### What is asked
a) Answer each question from the excerpt on the BBWAA ballot:
(i) What share of the vote did Larkin receive?
(ii) For which team did Larkin play his whole career?
(iii) How many candidates appear on the 2011 ballot?
b) Extend the excerpt on the BBWAA ballot, picking up right after its final line.

### Excerpted text
## begin
Other significant names on this year's BBWAA ballot were first-timers Jeff Bagwell, Rafael Palmeiro, Larry Walker, Juan Gonzalez and Tino Martinez. Top returnees included Jack Morris, Barry Larkin, Edgar Martinez, Tim Raines and Lee Smith.
Larkin, in his second year on the ballot, finished third behind Alomar and Blyleven. He had about a 10-point up tick to 62.1 percent of the vote. The 12-time All-Star shortstop, who played his entire 19-year career with the Reds, should be a top candidate next year when there are no viable first year players on the ballot.
"It's just an honor to be considered," Larkin said. "I'm just happy to be in the mix."
The 2011 ballot features 33 candidates, with 14 returnees and 19 newcomers. (Years on ballot)
## end
### Extracted information
## begin
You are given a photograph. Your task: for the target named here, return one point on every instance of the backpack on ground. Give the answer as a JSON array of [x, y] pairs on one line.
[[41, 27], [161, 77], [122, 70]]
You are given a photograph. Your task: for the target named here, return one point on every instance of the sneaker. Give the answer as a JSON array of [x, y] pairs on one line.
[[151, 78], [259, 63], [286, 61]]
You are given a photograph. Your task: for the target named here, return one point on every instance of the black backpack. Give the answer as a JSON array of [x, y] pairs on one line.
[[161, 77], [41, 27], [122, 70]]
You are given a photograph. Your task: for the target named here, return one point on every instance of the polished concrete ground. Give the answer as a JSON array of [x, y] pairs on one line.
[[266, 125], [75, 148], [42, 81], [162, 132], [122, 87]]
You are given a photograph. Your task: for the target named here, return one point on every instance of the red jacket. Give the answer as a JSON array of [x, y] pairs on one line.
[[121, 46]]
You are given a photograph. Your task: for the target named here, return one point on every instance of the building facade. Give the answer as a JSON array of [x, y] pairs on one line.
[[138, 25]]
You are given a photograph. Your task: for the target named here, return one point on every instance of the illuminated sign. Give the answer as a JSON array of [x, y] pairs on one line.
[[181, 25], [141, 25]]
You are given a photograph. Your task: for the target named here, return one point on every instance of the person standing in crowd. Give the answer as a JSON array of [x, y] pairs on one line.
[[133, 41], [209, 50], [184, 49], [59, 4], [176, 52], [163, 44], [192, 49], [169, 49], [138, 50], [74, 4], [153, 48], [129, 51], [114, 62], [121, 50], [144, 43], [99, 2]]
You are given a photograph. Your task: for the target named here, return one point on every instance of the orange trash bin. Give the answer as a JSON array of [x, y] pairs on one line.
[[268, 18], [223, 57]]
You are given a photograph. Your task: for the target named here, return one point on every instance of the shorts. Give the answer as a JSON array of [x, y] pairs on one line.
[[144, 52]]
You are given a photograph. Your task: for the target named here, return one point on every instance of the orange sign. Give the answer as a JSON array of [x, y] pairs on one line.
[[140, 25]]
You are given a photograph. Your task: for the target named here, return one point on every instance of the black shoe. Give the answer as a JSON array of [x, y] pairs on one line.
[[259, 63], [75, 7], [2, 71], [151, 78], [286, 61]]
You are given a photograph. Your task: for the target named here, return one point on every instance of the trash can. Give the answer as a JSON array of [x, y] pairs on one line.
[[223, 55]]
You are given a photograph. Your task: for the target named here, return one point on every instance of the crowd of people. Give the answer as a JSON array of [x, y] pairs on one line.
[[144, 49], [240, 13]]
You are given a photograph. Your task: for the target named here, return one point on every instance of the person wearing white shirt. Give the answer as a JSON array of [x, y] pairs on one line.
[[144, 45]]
## end
### Expected responses
a)
(i) 62.1 percent
(ii) The Reds
(iii) 33

b)
The remainder of this year's BBWAA ballot featured returnees Harold Baines, Don Mattingly, McGriff, Mark McGwire, Dale Murphy, Dave Parker and Alan Trammell, and first-timers Carlos Baerga, Bret Boone, Kevin Brown, Marquis Grissom, Lenny Harris, Bobby Higginson, Charles Johnson, Al Leiter, Raul Mondesi, John Olerud, Kirk Rueter, Benito Santiago and B.J. Surhoff.
Hall of Fame history leaned heavily toward Alomar and Blyleven earning nods this year. Including the new electees, all 23 of the previous players to receive 70-74.9 percent of the vote in a given election were eventually granted admission to the Hall, 19 by the BBWAA the following year.
Most recently, reliever Rich "Goose" Gossage missed by 21 votes in 2007 and was elected in '08 in his ninth year, and Red Sox outfielder Jim Rice fell 16 votes shy in '08, but was elected in '09 in his 15th and final year.
This year, 16 players didn't receive the requisite 5 percent and won't be back, including Baines, Brown, Franco and Martinez. Six of them didn't receive any votes at all. Dave Parker, the slugging outfielder, received 15.3 percent in this his 15th and final year on the BBWAA ballot.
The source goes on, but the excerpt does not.